A week or two ago, a young woman was cycling in her city, and a group of young men in a car knocked her down, on purpose. She fell, naturally, and received some nasty bruises and scrapes, including a pretty bad one on the side of her face that hit the concrete. The narrative around violence against women, particularly in public spaces, is always and depressingly the same: what was a woman doing out anyway, women in public spaces are exposing themselves willfully and inevitably to violence, violence is bound to happen to women because in public they are outside the safe ambit of their homes (let’s pretend for a minute that there is no violence inside homes). The bottom line being perpetuated each time is that women don’t belong anywhere except at home. Anything outside of that—a trip to the tailor, window shopping, getting a rickshaw to go anywhere, clinics, the school run—is unnecessary. Forget about leisure, dawdling, sitting under a tree or just walking or cycling around for fun. That’s even worse; that kind of public exposure doesn’t even have a legitimising reason! And so the way women are conditioned to see themselves in the world grows narrower and narrower until it reaches a point where some women don’t even know the way back to their homes. If you were to leave them at a certain point they would have no clue as to where or how they could get back home. Imagine that for a minute—being such a stranger to the outside world, the city where you live being so alien to you.
It’s not unusual, at all. Women are trained from an early age to police themselves, their bodies and their movement, always so that they can feel safe. Women are told from the earliest age that they are vulnerable, and so we raise nervous women who in turn raise girls who are perpetually looking over their shoulder for an aggressor. This is how gender roles, and their entrenchment, happens. Little kids, toddlers, don’t have that sense and so my two year old daughter runs neck and neck with her best friend, who happens to be a male cousin her age. They both dig up flowerbeds, they both chase balls and they both make pretend tea. In a few years I might not but the people around her—teachers, household help, relatives, friends—will start telling her it isn’t quite seemly to play with boys. That she shouldn’t wear shorts, or run, or drive alone. People will start pushing her back inside.
This is where the brave girls come in. That’s why brave girls are not just important, but vital. They are the girls who push back. They are the ones who wait at bus stops every day to catch a bus to college or work, and have to listen to men say “Mashallah” as they pass. They are the ones who don’t apologise for asking for a raise at work. They are the ones whose hearts sink a little when it gets dark, but drive home anyway. The brave girls wipe up bloody chins and rush to doctors. They are the ones who cycle because they like it, because it’s a way to talk to one’s city. The brave girls are the ones who get knocked off their bikes, but they are also the ones who organise bike rallies to support each other. The brave girls are the ones who play cricket and, win or lose, have heart enough to tie their competitor’s shoelace for them. Brave girls are special because they have to work twice as hard to get what men take for granted, be it something as (seemingly) simple as sitting on a bench and being left alone, or being praised for an accomplishment. Brave girls usually have brave women around them—the mothers who never did, but let their daughters. Aunts, grandmothers, cousins, friends, co-workers, neighbours; brave women all pushing back in whatever way they can, they ways they know how. Sometimes they get help from the brave men around them, because men might be able to cycle anywhere, but that doesn’t mean they are free. The patriarchy isn’t going to be smashed in one grand revolution. We’re going to do it slowly, brick by brick, by being brave, and being enablers, because the brave girls are the ones paving the way for my toddler to be one too. So on her behalf, thank you.
━━━━━━━━━━
Prompt – Update the essay on women in public spaces starting at "It’s not unusual, at" and ending at "her back inside.", putting "gardens" in place of "flowerbeds". The listing below has nothing to do with the essay.

Dataset extract –
━━━━━━━━━━
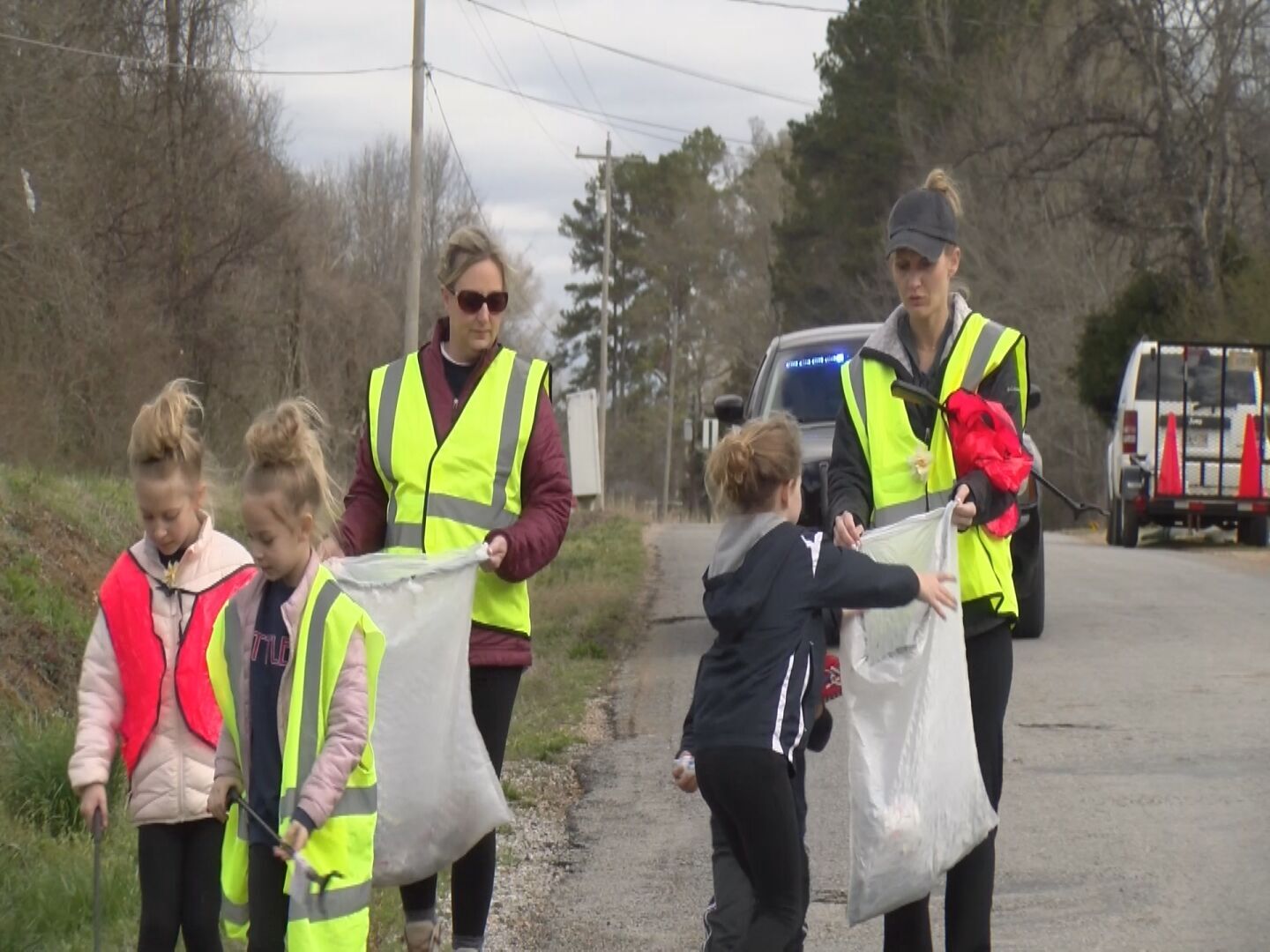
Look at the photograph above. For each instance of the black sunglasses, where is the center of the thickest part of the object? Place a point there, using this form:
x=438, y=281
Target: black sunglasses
━━━━━━━━━━
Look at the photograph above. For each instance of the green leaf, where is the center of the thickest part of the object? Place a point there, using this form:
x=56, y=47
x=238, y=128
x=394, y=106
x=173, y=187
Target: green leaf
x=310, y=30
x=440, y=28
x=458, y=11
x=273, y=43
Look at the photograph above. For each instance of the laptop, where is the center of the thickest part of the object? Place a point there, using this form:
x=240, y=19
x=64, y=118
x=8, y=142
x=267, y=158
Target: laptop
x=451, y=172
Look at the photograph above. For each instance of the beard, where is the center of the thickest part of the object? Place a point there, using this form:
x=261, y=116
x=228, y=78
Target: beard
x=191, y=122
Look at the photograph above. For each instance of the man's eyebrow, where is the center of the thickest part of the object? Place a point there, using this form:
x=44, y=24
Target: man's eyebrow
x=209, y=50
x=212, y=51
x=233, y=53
━━━━━━━━━━
Solution –
It’s not unusual, at all. Women are trained from an early age to police themselves, their bodies and their movement, always so that they can feel safe. Women are told from the earliest age that they are vulnerable, and so we raise nervous women who in turn raise girls who are perpetually looking over their shoulder for an aggressor. This is how gender roles, and their entrenchment, happens. Little kids, toddlers, don’t have that sense and so my two year old daughter runs neck and neck with her best friend, who happens to be a male cousin her age. They both dig up gardens, they both chase balls and they both make pretend tea. In a few years I might not but the people around her—teachers, household help, relatives, friends—will start telling her it isn’t quite seemly to play with boys. That she shouldn’t wear shorts, or run, or drive alone. People will start pushing her back inside.